● **Try it**
Give the number of lines in the entries that contain "below". State only the count.

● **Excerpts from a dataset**
--

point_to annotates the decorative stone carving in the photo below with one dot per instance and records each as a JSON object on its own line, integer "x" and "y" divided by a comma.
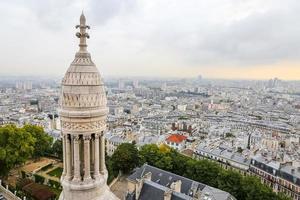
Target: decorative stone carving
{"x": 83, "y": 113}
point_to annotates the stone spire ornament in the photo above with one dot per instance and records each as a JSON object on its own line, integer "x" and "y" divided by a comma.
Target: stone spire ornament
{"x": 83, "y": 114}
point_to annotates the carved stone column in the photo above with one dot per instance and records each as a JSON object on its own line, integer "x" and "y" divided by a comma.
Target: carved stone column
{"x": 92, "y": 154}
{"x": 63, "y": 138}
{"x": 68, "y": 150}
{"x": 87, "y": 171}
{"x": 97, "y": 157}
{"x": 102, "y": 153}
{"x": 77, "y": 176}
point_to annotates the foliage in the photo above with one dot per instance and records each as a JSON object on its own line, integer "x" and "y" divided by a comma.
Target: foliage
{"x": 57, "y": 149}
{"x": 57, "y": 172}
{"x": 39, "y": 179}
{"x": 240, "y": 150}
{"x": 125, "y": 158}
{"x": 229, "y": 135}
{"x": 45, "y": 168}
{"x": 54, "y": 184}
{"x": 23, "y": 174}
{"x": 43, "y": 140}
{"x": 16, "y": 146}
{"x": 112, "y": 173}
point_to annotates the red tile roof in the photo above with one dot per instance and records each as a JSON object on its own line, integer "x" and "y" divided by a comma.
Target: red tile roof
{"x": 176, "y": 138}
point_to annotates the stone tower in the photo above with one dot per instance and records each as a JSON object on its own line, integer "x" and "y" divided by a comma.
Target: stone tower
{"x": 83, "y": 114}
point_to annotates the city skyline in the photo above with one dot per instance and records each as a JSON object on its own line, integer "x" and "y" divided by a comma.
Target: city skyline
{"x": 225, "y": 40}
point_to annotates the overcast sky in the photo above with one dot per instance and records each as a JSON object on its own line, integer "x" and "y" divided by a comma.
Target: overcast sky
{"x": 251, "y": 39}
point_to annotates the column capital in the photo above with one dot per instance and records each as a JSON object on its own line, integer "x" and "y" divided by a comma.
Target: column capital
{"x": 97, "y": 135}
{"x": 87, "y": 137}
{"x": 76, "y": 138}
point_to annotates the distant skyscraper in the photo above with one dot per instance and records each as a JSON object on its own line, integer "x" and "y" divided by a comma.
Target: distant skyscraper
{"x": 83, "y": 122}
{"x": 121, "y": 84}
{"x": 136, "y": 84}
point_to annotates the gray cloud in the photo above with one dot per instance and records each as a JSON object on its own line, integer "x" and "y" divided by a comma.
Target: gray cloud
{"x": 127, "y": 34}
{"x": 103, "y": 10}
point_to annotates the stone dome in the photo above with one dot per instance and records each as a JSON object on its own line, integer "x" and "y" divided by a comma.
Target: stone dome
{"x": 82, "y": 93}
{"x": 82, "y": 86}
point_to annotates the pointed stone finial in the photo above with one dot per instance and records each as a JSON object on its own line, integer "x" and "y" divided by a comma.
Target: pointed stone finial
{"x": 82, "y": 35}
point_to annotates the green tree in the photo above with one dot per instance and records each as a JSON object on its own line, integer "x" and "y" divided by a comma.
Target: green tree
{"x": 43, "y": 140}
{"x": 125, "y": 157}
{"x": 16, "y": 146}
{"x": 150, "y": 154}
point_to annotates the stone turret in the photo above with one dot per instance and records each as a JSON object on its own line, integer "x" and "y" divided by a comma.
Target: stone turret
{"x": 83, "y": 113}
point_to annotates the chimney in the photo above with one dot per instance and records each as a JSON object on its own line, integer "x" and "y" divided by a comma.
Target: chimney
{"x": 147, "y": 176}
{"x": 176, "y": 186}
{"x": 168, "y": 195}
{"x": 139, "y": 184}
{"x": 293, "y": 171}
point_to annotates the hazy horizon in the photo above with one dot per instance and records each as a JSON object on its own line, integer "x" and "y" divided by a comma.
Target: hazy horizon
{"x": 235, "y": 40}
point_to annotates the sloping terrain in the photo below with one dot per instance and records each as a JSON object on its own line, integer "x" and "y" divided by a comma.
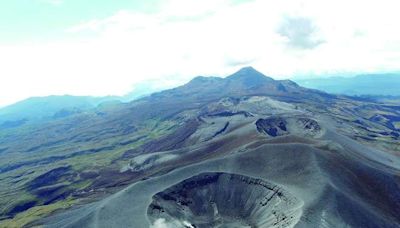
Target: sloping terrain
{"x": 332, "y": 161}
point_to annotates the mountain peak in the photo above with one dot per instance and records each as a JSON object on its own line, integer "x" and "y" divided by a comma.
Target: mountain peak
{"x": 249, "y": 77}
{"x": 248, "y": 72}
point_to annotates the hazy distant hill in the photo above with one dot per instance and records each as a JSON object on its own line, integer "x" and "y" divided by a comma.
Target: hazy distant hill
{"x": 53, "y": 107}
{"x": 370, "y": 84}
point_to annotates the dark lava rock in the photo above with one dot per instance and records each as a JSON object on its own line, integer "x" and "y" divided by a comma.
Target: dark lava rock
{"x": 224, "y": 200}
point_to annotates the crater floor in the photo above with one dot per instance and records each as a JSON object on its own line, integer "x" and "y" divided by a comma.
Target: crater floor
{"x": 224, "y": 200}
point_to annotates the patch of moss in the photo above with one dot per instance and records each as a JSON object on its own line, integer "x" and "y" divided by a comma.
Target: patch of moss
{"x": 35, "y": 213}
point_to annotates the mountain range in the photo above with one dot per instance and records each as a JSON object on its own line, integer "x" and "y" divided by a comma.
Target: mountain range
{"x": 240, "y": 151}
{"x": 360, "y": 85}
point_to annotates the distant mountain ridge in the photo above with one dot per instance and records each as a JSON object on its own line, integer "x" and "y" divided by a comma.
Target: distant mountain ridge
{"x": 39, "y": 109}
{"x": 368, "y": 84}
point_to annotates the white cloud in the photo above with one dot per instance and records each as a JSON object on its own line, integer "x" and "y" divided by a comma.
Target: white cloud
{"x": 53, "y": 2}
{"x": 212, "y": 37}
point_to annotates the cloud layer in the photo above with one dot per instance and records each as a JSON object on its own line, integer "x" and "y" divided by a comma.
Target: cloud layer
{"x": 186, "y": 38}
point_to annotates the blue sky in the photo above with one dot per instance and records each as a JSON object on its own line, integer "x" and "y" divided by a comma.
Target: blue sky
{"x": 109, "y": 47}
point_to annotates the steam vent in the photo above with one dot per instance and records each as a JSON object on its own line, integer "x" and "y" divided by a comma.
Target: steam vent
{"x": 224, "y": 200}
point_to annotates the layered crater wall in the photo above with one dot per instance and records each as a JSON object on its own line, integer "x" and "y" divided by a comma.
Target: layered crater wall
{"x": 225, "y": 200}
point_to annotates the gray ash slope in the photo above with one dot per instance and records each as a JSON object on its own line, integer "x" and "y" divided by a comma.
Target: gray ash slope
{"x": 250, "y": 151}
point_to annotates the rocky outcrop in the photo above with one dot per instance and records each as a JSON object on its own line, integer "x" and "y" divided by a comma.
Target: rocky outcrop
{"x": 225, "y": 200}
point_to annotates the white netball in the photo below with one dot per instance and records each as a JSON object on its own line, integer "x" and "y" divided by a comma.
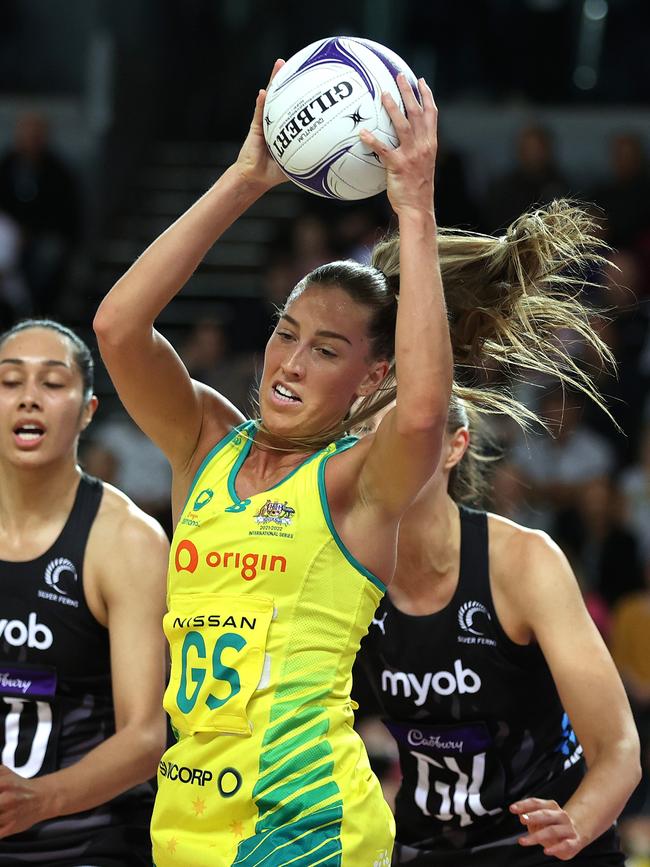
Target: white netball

--

● **Exercise solution**
3